• DATA:
━━━━━━━━━━━━━━━━━━━━

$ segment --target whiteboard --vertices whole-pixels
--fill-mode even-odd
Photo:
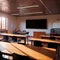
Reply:
[[[53,23],[53,28],[60,28],[60,22]]]

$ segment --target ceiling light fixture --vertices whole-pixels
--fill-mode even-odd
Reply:
[[[19,14],[11,14],[11,15],[19,15]]]
[[[32,8],[32,7],[39,7],[39,5],[17,7],[17,9]]]
[[[24,13],[24,15],[28,15],[28,14],[42,14],[43,12],[31,12],[31,13]]]

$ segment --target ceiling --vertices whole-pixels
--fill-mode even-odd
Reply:
[[[60,0],[0,0],[0,12],[14,16],[60,14]]]

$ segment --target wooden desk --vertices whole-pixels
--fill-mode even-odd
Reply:
[[[41,38],[47,38],[54,37],[55,39],[60,39],[60,36],[50,36],[50,35],[41,35]]]
[[[41,42],[45,42],[45,43],[57,43],[57,44],[60,44],[60,41],[51,40],[51,39],[29,38],[29,40],[31,41],[31,44],[32,44],[34,41],[41,41]]]
[[[23,38],[24,43],[26,44],[28,37],[26,35],[19,35],[19,34],[10,34],[10,33],[0,33],[2,36],[8,36],[8,37],[16,37],[16,38]]]
[[[17,54],[25,55],[8,42],[0,42],[0,51],[6,52],[9,54],[17,53]]]
[[[56,54],[55,49],[8,42],[0,42],[0,50],[9,54],[17,53],[24,56],[30,56],[36,60],[53,60]]]
[[[60,40],[60,36],[55,36],[55,38]]]

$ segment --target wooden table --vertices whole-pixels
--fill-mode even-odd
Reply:
[[[60,36],[51,36],[51,35],[41,35],[41,38],[47,38],[50,39],[50,37],[54,37],[55,39],[60,39]]]
[[[56,39],[60,39],[60,36],[55,36]]]
[[[26,44],[28,37],[27,35],[20,35],[20,34],[10,34],[10,33],[0,33],[1,36],[7,36],[7,37],[16,37],[16,38],[23,38],[24,43]]]
[[[31,45],[33,45],[34,41],[41,41],[41,42],[44,42],[44,43],[57,43],[57,44],[60,44],[59,40],[41,39],[41,38],[29,38],[29,41],[31,41]]]
[[[0,42],[0,51],[12,54],[30,56],[36,60],[53,60],[56,54],[55,49],[21,45],[17,43]]]

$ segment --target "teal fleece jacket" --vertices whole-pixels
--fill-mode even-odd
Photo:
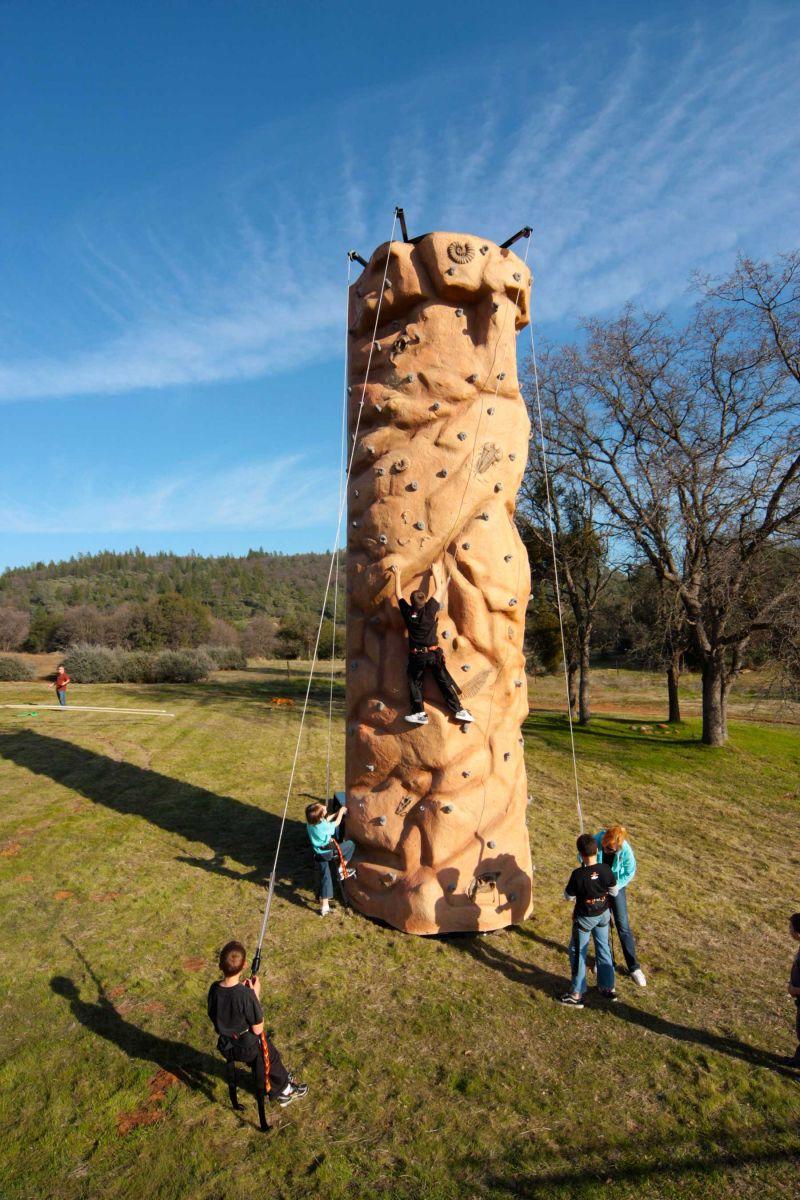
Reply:
[[[630,881],[636,874],[636,859],[633,855],[630,842],[623,842],[616,854],[605,854],[603,852],[603,837],[605,829],[601,829],[599,833],[594,835],[594,840],[597,842],[597,861],[604,862],[617,877],[617,883],[621,888],[627,887]]]

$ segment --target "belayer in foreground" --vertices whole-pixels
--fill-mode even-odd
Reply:
[[[444,661],[444,651],[436,640],[436,618],[442,607],[447,590],[447,577],[444,572],[437,579],[436,564],[431,567],[431,575],[435,592],[428,599],[426,592],[417,590],[411,593],[411,603],[403,599],[400,590],[400,571],[393,563],[389,571],[394,575],[394,590],[397,605],[408,630],[408,690],[411,695],[411,712],[405,718],[410,725],[427,725],[428,714],[422,699],[422,687],[425,673],[430,671],[439,685],[439,691],[444,702],[457,721],[474,721],[472,713],[463,708],[458,698],[458,689],[447,670]]]
[[[208,1015],[219,1035],[217,1049],[227,1063],[231,1104],[241,1111],[236,1090],[236,1064],[246,1063],[253,1072],[259,1123],[266,1133],[269,1125],[264,1096],[268,1094],[271,1100],[285,1108],[293,1100],[305,1096],[308,1084],[298,1083],[287,1071],[274,1042],[265,1033],[260,1003],[261,980],[256,976],[242,983],[246,966],[247,956],[241,942],[228,942],[222,947],[219,955],[222,979],[212,983],[208,990]]]

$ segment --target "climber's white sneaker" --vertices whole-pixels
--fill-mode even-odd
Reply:
[[[405,716],[403,718],[403,720],[408,721],[409,725],[427,725],[428,724],[428,714],[424,713],[424,712],[408,713],[408,715]]]
[[[644,977],[644,971],[641,967],[637,967],[635,971],[631,971],[631,979],[634,983],[638,983],[639,987],[647,987],[647,980]]]
[[[456,720],[463,721],[466,724],[467,721],[474,721],[475,718],[471,712],[467,712],[465,708],[460,708],[456,713]]]

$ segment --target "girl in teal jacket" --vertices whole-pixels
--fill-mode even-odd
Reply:
[[[645,987],[647,980],[636,956],[636,939],[628,919],[626,890],[636,874],[636,858],[628,841],[628,831],[624,825],[609,825],[608,829],[596,833],[594,840],[597,842],[597,861],[606,863],[617,877],[619,891],[616,896],[609,896],[609,904],[628,974],[639,987]]]

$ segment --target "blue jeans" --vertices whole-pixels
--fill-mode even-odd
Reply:
[[[356,844],[351,841],[339,843],[339,849],[342,852],[344,861],[350,862],[350,859],[355,854]],[[320,900],[333,899],[333,876],[331,875],[331,863],[336,863],[336,870],[339,869],[339,855],[335,850],[323,850],[321,854],[314,855],[314,861],[319,871],[319,898]]]
[[[67,705],[66,688],[63,691],[56,692],[56,695],[58,696],[58,703],[61,705],[61,707],[66,708],[66,705]]]
[[[610,924],[608,911],[596,917],[576,917],[572,922],[569,965],[572,969],[571,989],[576,996],[582,996],[586,991],[586,953],[592,939],[597,960],[597,986],[605,991],[611,991],[614,986],[614,963],[608,943]]]
[[[638,971],[639,960],[636,957],[636,941],[631,930],[631,923],[628,920],[628,899],[625,892],[626,889],[621,887],[616,896],[609,896],[608,900],[611,905],[611,914],[614,917],[614,926],[619,934],[622,953],[625,955],[625,966],[629,971]]]

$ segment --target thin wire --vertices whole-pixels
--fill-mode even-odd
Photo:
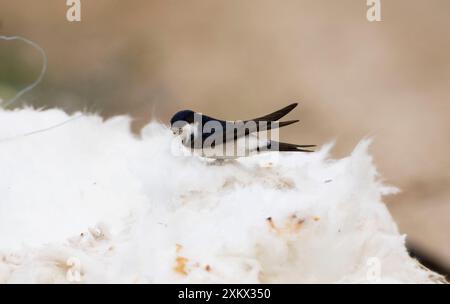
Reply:
[[[38,78],[33,83],[31,83],[27,87],[23,88],[22,90],[20,90],[13,98],[11,98],[10,100],[4,101],[3,103],[0,104],[6,108],[6,107],[10,106],[11,104],[15,103],[20,97],[22,97],[23,94],[32,90],[35,86],[37,86],[42,81],[42,79],[44,78],[44,75],[47,71],[48,60],[47,60],[47,54],[45,53],[44,49],[41,46],[39,46],[37,43],[35,43],[27,38],[24,38],[21,36],[0,35],[0,40],[6,40],[6,41],[19,40],[19,41],[25,42],[26,44],[31,45],[36,50],[38,50],[42,56],[42,68],[41,68],[41,72],[39,73]]]
[[[28,85],[27,87],[23,88],[22,90],[20,90],[13,98],[11,98],[10,100],[4,101],[3,103],[1,103],[0,105],[2,105],[4,108],[8,107],[9,105],[13,104],[14,102],[16,102],[20,97],[22,97],[23,94],[27,93],[28,91],[32,90],[35,86],[37,86],[42,79],[44,78],[45,73],[47,72],[47,65],[48,65],[48,60],[47,60],[47,54],[45,53],[44,49],[38,45],[36,42],[33,42],[27,38],[21,37],[21,36],[4,36],[4,35],[0,35],[0,40],[6,40],[6,41],[12,41],[12,40],[19,40],[22,42],[25,42],[28,45],[31,45],[32,47],[34,47],[36,50],[38,50],[41,53],[42,56],[42,68],[41,68],[41,72],[39,73],[38,78],[31,83],[30,85]],[[74,116],[72,118],[69,118],[63,122],[60,122],[58,124],[43,128],[43,129],[39,129],[39,130],[35,130],[35,131],[31,131],[28,133],[23,133],[23,134],[18,134],[18,135],[14,135],[8,138],[2,138],[0,139],[0,142],[5,142],[5,141],[9,141],[9,140],[14,140],[20,137],[27,137],[27,136],[31,136],[34,134],[38,134],[38,133],[43,133],[43,132],[47,132],[50,131],[52,129],[61,127],[69,122],[72,122],[76,119],[79,119],[81,117],[83,117],[83,114],[79,114],[77,116]]]
[[[42,128],[42,129],[39,129],[39,130],[27,132],[27,133],[22,133],[22,134],[14,135],[14,136],[7,137],[7,138],[1,138],[1,139],[0,139],[0,142],[10,141],[10,140],[18,139],[18,138],[20,138],[20,137],[27,137],[27,136],[35,135],[35,134],[38,134],[38,133],[47,132],[47,131],[50,131],[50,130],[59,128],[59,127],[65,125],[65,124],[68,124],[69,122],[72,122],[72,121],[74,121],[74,120],[76,120],[76,119],[79,119],[79,118],[81,118],[81,117],[83,117],[83,116],[84,116],[83,114],[79,114],[79,115],[76,115],[76,116],[74,116],[74,117],[72,117],[72,118],[69,118],[69,119],[67,119],[67,120],[65,120],[65,121],[63,121],[63,122],[60,122],[60,123],[55,124],[55,125],[52,125],[52,126],[50,126],[50,127]]]

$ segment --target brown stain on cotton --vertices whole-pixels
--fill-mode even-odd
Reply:
[[[182,256],[177,256],[175,259],[175,267],[173,268],[176,273],[181,275],[188,275],[188,272],[186,270],[186,264],[189,260]]]
[[[275,232],[278,235],[286,235],[298,233],[302,228],[305,220],[293,214],[284,220],[284,225],[282,225],[281,227],[275,224],[272,217],[268,217],[266,219],[266,222],[271,231]]]
[[[295,188],[295,182],[294,182],[293,179],[284,177],[284,178],[280,178],[280,179],[278,180],[278,183],[277,183],[277,189],[280,189],[280,190],[283,190],[283,189],[290,190],[290,189],[294,189],[294,188]]]
[[[182,250],[183,250],[182,245],[175,244],[175,252],[176,252],[177,256],[175,257],[175,266],[173,267],[173,270],[180,275],[187,276],[189,274],[188,263],[190,260],[187,257],[180,255]],[[212,270],[212,268],[209,264],[202,266],[201,263],[195,262],[195,263],[190,263],[190,265],[192,268],[200,268],[206,272],[211,272],[211,270]]]
[[[182,245],[175,244],[175,252],[177,256],[175,257],[175,266],[173,267],[173,270],[180,275],[186,276],[188,275],[186,265],[189,259],[179,255],[182,249],[183,249]]]

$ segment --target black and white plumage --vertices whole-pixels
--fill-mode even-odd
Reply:
[[[185,147],[202,156],[225,159],[249,156],[265,151],[313,152],[315,145],[297,145],[279,142],[272,136],[276,129],[298,122],[279,120],[298,104],[293,103],[273,113],[250,119],[225,121],[191,110],[177,112],[170,120],[175,135],[181,137]],[[265,135],[262,136],[261,134]]]

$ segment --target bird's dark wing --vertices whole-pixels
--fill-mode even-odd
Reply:
[[[297,107],[297,105],[298,105],[298,103],[293,103],[293,104],[290,104],[278,111],[275,111],[273,113],[270,113],[270,114],[267,114],[267,115],[264,115],[264,116],[261,116],[258,118],[244,120],[244,121],[235,121],[235,122],[233,122],[234,125],[228,123],[226,125],[227,128],[224,129],[224,130],[226,130],[224,138],[226,137],[228,140],[230,140],[231,138],[233,140],[236,140],[242,136],[247,136],[251,133],[272,130],[272,129],[281,128],[281,127],[285,127],[285,126],[294,124],[294,123],[298,122],[298,120],[289,120],[289,121],[281,121],[281,122],[279,122],[278,120],[280,120],[282,117],[286,116],[295,107]],[[236,129],[235,128],[236,124],[242,124],[242,123],[245,125],[245,128],[241,127],[241,128],[238,128],[238,130],[233,130],[233,129]]]
[[[222,127],[223,142],[227,142],[230,140],[237,140],[238,138],[247,136],[251,133],[281,128],[298,122],[298,120],[289,120],[281,122],[278,121],[280,118],[286,116],[295,107],[297,107],[297,105],[298,103],[293,103],[273,113],[243,121],[242,120],[224,121],[203,115],[202,127],[210,121],[216,121]],[[216,131],[217,130],[215,130],[215,132]],[[212,132],[202,132],[202,142],[210,135],[212,135]]]
[[[267,114],[267,115],[264,115],[264,116],[261,116],[258,118],[249,119],[249,120],[256,121],[256,122],[258,122],[258,121],[277,121],[277,120],[280,120],[281,118],[283,118],[284,116],[286,116],[289,112],[291,112],[297,106],[298,106],[298,103],[293,103],[293,104],[290,104],[287,107],[284,107],[273,113],[270,113],[270,114]]]

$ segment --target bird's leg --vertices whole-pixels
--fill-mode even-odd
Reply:
[[[209,166],[223,166],[227,162],[227,159],[215,158],[213,161],[208,162]]]

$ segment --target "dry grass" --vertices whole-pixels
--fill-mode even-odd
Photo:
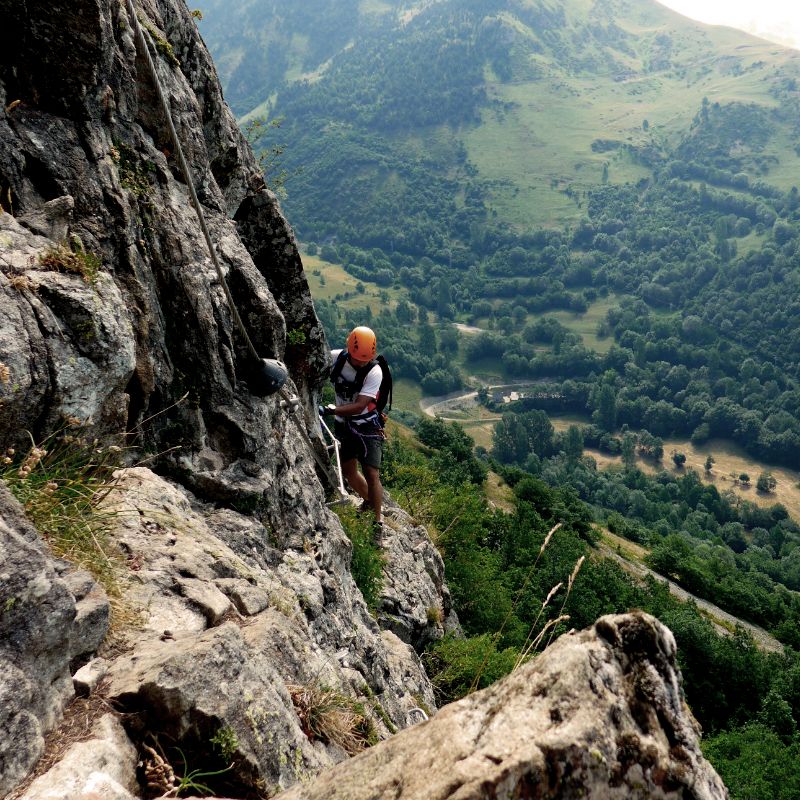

━━━━━━━━━━━━━━━━━━━━

• PROBLEM TO SOLVE: Using the material, find how many lines hold the word "bird". Give the number by itself.

• EXPECTED ANSWER: 2